Extract everything from the line containing "Please annotate every brick paving" down to the line containing "160 190 189 201", both included, and reproduce those lines exactly as they stand.

# ENTRIES PROVIDED:
--- Start ---

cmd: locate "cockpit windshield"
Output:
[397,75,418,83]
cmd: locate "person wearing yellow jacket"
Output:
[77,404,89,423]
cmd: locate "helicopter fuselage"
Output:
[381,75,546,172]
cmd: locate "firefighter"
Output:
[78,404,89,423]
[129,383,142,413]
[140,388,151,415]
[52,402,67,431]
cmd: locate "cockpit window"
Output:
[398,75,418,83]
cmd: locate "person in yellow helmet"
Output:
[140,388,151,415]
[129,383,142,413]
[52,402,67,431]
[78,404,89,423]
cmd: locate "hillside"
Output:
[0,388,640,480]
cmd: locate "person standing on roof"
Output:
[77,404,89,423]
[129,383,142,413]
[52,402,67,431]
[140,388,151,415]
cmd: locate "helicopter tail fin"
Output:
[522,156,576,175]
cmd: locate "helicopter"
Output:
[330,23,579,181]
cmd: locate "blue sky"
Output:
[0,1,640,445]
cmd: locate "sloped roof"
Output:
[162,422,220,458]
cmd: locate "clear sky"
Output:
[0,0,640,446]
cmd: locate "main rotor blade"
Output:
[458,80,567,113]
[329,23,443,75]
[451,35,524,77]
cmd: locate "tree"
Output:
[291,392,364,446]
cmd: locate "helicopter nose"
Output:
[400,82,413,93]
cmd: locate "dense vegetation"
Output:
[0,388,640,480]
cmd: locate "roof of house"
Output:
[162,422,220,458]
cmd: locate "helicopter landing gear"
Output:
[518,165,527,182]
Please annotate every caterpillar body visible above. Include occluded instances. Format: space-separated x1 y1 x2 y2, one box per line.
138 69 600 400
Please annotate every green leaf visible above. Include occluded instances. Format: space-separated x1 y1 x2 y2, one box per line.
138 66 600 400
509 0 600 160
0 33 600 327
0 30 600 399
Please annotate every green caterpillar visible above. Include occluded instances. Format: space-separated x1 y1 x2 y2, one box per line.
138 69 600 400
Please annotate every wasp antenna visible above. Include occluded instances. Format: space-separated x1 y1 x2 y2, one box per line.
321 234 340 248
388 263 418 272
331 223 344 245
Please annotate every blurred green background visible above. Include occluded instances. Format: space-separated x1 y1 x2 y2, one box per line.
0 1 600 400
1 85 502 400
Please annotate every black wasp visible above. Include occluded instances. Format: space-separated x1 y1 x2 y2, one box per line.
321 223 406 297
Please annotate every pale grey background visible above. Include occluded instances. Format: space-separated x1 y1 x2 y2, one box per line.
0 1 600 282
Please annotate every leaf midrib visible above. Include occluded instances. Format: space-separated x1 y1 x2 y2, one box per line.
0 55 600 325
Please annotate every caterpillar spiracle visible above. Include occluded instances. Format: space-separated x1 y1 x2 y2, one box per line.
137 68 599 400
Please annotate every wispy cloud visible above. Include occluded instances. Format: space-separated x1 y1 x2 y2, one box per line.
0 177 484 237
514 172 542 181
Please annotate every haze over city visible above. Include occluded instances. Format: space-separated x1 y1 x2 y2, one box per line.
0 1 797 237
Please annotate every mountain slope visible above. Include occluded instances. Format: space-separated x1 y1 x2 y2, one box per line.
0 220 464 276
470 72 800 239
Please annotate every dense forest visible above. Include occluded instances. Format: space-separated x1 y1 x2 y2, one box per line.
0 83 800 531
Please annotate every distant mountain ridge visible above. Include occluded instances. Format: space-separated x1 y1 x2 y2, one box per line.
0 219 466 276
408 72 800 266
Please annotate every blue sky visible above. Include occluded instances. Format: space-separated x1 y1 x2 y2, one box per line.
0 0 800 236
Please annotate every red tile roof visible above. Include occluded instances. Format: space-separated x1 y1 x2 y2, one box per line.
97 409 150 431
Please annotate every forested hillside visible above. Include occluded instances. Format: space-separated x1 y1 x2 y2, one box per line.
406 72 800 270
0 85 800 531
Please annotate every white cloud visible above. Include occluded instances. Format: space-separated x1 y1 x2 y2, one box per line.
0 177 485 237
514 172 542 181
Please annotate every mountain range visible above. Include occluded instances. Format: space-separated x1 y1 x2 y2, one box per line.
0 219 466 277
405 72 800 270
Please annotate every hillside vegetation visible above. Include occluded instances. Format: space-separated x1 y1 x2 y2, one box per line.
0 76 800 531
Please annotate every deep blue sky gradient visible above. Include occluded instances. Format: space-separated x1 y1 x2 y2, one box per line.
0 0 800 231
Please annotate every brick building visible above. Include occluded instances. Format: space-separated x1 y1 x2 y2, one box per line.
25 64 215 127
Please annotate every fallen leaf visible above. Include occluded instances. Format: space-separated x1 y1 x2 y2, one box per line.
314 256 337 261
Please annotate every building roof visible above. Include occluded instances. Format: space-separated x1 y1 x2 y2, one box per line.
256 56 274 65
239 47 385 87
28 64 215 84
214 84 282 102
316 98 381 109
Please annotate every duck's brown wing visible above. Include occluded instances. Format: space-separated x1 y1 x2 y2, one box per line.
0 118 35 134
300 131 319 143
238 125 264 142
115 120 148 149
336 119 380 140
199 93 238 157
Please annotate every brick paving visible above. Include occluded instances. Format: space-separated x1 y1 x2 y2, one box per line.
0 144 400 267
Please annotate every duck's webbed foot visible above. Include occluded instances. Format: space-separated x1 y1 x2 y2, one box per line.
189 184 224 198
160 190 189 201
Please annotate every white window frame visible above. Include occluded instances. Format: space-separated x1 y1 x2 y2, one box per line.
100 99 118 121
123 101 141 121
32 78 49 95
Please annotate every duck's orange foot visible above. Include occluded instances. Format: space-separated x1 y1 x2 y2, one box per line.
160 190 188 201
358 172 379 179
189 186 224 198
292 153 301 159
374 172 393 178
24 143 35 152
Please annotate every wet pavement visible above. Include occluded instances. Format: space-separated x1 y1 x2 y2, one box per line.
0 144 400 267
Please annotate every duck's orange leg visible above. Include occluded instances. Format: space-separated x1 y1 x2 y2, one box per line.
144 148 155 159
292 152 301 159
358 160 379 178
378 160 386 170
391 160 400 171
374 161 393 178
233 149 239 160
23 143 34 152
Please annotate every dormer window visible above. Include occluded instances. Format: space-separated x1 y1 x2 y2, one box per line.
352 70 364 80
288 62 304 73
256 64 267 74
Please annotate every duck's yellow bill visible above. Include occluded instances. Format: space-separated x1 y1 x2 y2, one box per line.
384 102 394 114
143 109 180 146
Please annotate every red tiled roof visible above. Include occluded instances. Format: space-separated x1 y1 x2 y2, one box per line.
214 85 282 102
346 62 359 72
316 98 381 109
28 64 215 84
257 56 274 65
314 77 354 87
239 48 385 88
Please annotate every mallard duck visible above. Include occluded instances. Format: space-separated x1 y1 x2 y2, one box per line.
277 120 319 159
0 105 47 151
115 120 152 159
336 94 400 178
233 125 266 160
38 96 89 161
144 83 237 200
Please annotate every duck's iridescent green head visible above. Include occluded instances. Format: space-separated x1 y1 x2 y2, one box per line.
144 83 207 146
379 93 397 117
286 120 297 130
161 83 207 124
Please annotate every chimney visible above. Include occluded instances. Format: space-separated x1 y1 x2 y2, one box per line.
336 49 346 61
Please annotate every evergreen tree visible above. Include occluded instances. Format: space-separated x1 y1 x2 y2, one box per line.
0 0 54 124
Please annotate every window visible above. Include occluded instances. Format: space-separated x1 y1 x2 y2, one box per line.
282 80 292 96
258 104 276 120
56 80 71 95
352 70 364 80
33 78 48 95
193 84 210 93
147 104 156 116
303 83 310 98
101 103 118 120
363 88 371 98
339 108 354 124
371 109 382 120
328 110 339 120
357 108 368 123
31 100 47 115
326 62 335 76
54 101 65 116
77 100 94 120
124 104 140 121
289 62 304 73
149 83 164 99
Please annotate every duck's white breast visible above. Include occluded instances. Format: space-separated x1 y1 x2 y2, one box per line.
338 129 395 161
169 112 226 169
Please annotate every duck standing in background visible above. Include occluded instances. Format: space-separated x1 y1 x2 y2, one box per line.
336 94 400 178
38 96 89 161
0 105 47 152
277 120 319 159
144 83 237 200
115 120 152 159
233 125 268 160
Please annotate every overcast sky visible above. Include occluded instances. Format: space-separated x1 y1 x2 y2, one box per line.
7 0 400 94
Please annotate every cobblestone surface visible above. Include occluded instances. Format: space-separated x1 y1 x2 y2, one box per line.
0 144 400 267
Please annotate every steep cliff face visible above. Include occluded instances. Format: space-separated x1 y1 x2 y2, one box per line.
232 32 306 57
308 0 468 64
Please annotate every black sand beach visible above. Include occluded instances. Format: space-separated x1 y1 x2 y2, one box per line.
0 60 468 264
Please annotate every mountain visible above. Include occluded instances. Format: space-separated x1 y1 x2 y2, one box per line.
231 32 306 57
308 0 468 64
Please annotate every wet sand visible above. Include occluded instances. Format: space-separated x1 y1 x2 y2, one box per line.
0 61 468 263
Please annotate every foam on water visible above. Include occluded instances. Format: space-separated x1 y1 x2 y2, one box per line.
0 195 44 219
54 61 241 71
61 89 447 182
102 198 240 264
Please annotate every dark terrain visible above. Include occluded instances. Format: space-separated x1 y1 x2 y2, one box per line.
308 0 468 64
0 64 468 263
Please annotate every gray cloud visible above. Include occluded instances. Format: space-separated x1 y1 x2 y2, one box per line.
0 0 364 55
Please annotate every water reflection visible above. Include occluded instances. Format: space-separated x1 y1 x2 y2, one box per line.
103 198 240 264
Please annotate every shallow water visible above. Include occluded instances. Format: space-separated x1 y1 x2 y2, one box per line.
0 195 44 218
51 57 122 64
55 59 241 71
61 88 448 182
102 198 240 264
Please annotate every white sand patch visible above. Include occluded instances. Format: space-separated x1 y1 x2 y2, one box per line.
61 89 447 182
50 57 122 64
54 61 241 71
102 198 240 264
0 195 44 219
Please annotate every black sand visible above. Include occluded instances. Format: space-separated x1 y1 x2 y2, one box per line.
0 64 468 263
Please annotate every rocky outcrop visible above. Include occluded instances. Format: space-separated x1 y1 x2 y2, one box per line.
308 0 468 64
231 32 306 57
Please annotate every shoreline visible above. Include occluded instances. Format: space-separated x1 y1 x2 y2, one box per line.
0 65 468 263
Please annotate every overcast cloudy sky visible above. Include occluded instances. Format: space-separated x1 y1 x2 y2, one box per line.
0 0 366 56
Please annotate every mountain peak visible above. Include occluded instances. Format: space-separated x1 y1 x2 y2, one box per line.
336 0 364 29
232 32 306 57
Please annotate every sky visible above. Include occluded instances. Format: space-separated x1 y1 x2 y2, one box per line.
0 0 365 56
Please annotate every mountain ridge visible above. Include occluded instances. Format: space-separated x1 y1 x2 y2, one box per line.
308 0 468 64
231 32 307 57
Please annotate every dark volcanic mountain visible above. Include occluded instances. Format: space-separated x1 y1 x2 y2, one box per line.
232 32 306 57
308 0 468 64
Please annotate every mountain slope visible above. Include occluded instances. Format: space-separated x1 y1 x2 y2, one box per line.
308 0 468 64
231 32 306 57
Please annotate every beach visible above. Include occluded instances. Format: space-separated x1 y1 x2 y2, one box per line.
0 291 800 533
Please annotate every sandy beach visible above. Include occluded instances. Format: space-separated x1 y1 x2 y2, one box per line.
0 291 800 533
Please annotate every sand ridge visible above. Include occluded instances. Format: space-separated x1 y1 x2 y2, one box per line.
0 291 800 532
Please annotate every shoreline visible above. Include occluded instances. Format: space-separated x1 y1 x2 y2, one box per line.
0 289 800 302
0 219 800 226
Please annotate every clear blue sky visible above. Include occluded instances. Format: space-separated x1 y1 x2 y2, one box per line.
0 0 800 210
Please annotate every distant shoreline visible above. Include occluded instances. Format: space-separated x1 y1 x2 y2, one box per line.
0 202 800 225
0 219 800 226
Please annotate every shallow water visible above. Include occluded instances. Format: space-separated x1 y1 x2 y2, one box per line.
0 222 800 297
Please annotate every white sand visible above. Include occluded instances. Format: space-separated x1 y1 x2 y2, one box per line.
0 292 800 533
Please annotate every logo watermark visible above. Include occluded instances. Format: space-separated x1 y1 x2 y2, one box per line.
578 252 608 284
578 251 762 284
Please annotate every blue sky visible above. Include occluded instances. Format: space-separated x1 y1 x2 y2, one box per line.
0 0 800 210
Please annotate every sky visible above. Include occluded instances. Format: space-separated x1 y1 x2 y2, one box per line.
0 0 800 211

--- End ---

# CORRECT RESULT:
Please annotate every brick paving visible above. Include occluded instances. Format: space-separated x1 y1 x2 y2, one box per line.
0 144 400 267
Please annotate every duck's webbed foot visible above. Include occluded instances. Format: space-separated x1 y1 x2 y2, one box per line.
189 184 224 198
160 190 189 201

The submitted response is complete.